• [Set task] Copy each of the items below word for word, line by line, with no changes.
- - - - - - -
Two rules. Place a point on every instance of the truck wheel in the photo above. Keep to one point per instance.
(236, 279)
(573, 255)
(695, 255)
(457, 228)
- - - - - - -
• [Answer below]
Two rules. Place a point on every instance of the truck wheel in the photo above. Keep to one point per instance.
(236, 279)
(573, 255)
(695, 255)
(457, 228)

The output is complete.